WHAT IS NEEDED
Keep the pictures out and restate every record exactly.

RECORDS FOR PROCESSING
"""

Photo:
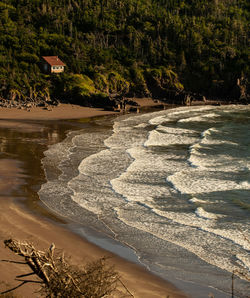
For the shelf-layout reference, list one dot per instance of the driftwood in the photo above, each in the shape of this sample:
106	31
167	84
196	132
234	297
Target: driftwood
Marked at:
60	279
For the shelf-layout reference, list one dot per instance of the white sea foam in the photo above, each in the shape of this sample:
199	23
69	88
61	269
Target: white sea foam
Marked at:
165	136
195	200
127	183
203	118
207	215
195	181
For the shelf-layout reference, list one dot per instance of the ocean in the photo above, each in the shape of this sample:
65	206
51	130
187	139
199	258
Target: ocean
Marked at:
173	186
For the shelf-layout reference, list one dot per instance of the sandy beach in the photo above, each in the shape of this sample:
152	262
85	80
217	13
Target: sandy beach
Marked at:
23	218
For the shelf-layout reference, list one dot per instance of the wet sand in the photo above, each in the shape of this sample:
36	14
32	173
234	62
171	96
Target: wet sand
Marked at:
23	217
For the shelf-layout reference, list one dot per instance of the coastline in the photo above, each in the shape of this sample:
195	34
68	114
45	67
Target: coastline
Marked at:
23	223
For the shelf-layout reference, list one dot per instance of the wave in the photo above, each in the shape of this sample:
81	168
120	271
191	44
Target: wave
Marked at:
141	179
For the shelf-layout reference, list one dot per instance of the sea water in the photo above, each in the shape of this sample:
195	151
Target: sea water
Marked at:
172	185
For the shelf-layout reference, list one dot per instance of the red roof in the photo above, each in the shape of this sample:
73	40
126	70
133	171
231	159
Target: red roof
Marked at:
53	60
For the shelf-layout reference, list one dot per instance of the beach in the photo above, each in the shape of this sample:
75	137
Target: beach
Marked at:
23	217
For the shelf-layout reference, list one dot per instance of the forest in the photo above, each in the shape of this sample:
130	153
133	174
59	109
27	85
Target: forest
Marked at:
130	48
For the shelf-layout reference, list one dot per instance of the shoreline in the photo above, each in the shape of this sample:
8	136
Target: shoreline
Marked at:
23	222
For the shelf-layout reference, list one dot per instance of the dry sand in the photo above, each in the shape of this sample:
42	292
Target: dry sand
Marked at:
18	222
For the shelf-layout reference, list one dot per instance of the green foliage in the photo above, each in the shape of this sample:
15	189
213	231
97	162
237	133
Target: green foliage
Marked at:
117	44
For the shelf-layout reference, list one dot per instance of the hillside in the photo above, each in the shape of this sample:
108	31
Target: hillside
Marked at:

"""

EXPECTED ANSWER
Photo:
For the shelf-layout reference, list one dot per instance of the driftwood in the photo above, each in the shape of this sample:
106	31
167	84
196	132
234	297
Target: driftwood
Marked at:
60	279
For the shelf-layout reference, list one dot per instance of the white sea foam in the photo above, each in the shape of this sample:
199	23
69	88
61	269
Target: white sea foam
Marked at:
165	136
195	200
127	183
203	118
207	215
195	181
For the shelf-layout reference, list one dot per instance of the ocean in the photo above, each in the shape of this sample:
65	206
51	130
187	139
199	258
Target: ocean
Marked at:
173	186
For the shelf-layout reference, list one dot per instance of the sandy beach in the photo above, each in the shape of this sample:
152	262
85	80
217	13
Target: sandy beach
Marked at:
23	218
For the shelf-layout reference, list one dot per instance of the wet sand in the photo above, each in the shape of this sample:
36	14
32	173
234	62
171	96
Target: wet sand
Marked at:
23	217
For the shelf-layout reference, list one dot per instance of the coastline in the photo above, each in the shape of this sample:
195	34
68	114
45	67
Target: coastline
Marked at:
23	223
For the shelf-layout reference, list one dot per instance of the wave in the photo above, each in the shape of this sample:
81	168
120	271
191	44
Target: wave
Marked at:
141	179
For the shelf-layout reference, list one dot per instance of the sea water in the photo above, each in the shape of this sample:
195	151
Target: sea water
Marked at:
172	185
For the shelf-layout reference, list one dot per instance of the red roof in the photo above, each in the shape of this sample:
73	40
126	70
133	171
231	159
Target: red roof
Marked at:
53	60
For the shelf-layout reference, list one dot per instance of the beach in the photo above, each in the shape of this sample:
75	137
Target: beach
Marked at:
23	217
For the shelf-layout reference, list one dot per instance of the forest in the photo above, each in the shape of this sample:
130	153
133	174
59	109
27	85
Target: forest
Marked at:
130	48
For the shelf-layout reference, list one dot per instance of the shoreline in the photo above, each in the shape of this sample:
8	136
Target: shoreline
Marked at:
23	222
For the shelf-layout reference, list one dot per instance of the dry sand in the photo above, each in the shape of this sample:
42	292
Target: dry sand
Marked at:
18	222
For the shelf-layout reference, list one dot per instance of the green foliage in the photo above, each in the shape of this sample:
15	189
213	231
97	162
237	133
Target: green foliage
Marked at:
117	44
For the shelf-layout reference, list one dot per instance of the hillside in the photo above, each in the shape of this sample:
108	31
Target: hillside
Marked at:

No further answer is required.